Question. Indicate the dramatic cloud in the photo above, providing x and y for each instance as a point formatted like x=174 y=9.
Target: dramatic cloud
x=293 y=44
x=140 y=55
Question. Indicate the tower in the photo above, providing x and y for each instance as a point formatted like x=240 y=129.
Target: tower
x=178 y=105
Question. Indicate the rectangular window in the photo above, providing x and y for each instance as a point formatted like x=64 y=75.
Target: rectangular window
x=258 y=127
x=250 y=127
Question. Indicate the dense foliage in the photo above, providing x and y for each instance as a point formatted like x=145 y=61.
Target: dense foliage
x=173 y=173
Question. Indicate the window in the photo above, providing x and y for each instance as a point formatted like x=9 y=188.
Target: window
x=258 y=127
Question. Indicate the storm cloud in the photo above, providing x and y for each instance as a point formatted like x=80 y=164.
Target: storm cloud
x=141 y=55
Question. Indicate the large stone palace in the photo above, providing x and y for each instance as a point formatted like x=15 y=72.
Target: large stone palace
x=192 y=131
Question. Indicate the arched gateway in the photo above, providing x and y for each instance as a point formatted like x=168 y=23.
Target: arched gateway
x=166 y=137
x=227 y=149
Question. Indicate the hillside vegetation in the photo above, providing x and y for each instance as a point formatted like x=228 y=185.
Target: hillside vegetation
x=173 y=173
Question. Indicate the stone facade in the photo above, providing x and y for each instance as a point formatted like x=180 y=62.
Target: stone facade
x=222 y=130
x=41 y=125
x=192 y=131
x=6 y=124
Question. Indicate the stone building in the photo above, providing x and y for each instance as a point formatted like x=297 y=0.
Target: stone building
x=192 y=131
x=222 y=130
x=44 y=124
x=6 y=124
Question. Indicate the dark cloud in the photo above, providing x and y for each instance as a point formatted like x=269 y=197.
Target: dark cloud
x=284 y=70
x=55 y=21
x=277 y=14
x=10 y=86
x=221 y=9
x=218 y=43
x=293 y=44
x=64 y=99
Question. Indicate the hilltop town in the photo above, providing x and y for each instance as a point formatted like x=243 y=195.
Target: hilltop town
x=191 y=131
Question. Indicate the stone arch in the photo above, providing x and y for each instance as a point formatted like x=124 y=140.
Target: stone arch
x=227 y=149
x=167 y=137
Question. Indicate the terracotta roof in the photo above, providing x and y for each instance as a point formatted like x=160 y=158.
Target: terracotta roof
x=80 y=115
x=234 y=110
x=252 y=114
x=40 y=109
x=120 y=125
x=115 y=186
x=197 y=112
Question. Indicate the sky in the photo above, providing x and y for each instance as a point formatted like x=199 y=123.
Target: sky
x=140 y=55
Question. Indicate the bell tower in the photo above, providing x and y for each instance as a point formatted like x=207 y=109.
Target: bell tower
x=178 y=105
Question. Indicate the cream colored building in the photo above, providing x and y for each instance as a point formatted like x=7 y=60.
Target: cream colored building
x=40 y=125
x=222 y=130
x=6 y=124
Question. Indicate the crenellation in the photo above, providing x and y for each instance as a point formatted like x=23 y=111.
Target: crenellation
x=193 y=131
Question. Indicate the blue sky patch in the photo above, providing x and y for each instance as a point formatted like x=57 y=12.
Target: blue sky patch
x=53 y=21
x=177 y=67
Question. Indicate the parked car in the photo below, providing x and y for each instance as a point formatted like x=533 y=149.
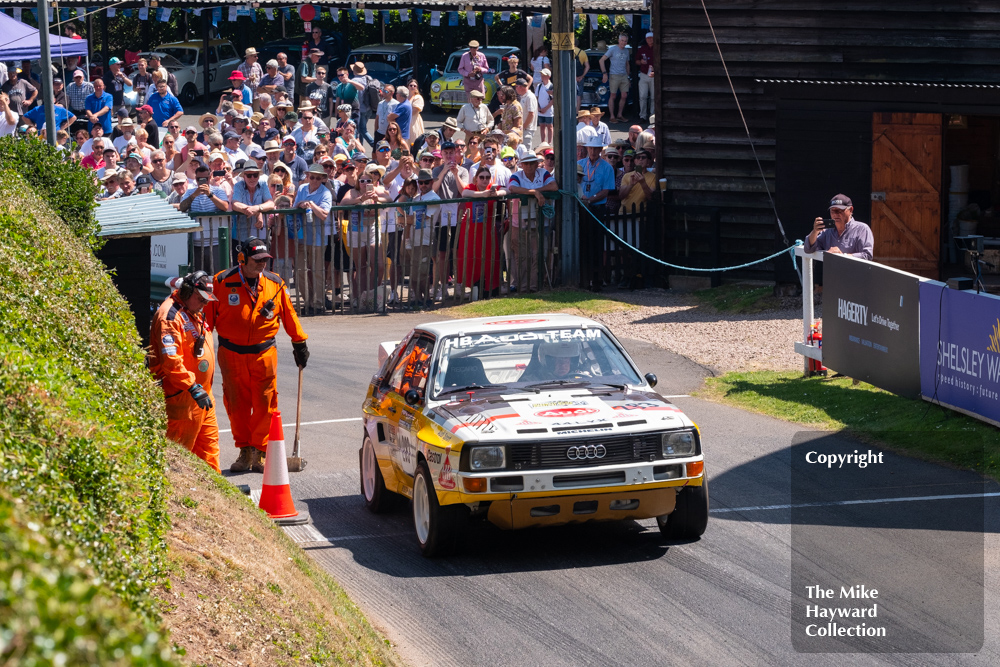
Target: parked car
x=526 y=421
x=595 y=90
x=447 y=91
x=186 y=62
x=335 y=49
x=392 y=63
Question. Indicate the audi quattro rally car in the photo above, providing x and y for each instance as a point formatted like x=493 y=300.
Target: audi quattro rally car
x=525 y=421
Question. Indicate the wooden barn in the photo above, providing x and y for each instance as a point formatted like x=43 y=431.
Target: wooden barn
x=895 y=104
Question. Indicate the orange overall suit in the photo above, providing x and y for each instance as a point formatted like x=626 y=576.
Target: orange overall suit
x=172 y=360
x=247 y=323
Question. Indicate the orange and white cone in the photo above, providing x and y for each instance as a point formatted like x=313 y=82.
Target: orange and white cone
x=276 y=496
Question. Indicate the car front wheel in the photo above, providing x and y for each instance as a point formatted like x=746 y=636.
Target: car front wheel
x=437 y=527
x=377 y=497
x=689 y=519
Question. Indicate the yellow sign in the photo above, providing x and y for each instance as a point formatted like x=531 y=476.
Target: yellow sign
x=562 y=41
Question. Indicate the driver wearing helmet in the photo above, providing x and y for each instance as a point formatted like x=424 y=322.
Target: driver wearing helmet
x=561 y=360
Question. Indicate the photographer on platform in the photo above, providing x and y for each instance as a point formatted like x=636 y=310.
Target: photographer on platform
x=841 y=234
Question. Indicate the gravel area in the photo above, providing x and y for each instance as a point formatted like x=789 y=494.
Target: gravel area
x=719 y=341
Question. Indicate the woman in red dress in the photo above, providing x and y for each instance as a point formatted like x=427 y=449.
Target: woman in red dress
x=478 y=253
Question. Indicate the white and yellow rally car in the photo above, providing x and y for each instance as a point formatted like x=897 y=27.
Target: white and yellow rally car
x=526 y=421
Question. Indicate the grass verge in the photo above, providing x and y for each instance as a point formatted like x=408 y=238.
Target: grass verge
x=556 y=301
x=915 y=427
x=739 y=299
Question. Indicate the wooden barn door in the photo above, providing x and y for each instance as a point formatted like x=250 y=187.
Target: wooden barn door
x=906 y=191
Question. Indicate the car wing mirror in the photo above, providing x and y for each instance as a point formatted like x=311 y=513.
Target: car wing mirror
x=412 y=397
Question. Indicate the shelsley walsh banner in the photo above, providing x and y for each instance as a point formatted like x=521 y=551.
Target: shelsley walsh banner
x=960 y=350
x=870 y=323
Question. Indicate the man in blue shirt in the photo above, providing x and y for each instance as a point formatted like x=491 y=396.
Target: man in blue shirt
x=98 y=107
x=598 y=178
x=63 y=117
x=165 y=106
x=403 y=112
x=310 y=251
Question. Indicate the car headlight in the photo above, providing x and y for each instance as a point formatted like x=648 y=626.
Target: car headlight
x=678 y=443
x=487 y=458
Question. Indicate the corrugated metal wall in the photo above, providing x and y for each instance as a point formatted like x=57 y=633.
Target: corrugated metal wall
x=703 y=147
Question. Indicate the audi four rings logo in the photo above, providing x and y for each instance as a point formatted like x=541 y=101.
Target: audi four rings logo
x=583 y=452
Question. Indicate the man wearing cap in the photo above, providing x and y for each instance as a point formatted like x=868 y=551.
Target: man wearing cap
x=529 y=107
x=473 y=66
x=251 y=71
x=644 y=61
x=253 y=303
x=847 y=237
x=182 y=359
x=385 y=107
x=618 y=76
x=292 y=160
x=251 y=200
x=534 y=181
x=77 y=93
x=98 y=107
x=312 y=196
x=474 y=117
x=115 y=82
x=165 y=106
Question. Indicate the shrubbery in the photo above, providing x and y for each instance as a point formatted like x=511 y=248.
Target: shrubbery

————————

■ **STATED TASK**
Add 105 to each x and y coordinate given as an answer, and write out again every line from the one that has "Question. Indicate the wooden barn in" through the one that has "x=895 y=104". Keep the sample coordinates after "formatted like" as they are.

■ **CORRECT RESULT**
Question. Indicate the wooden barn in the photo above, providing x and y for each instance as a point formatted like x=43 y=431.
Target: wooden barn
x=1000 y=209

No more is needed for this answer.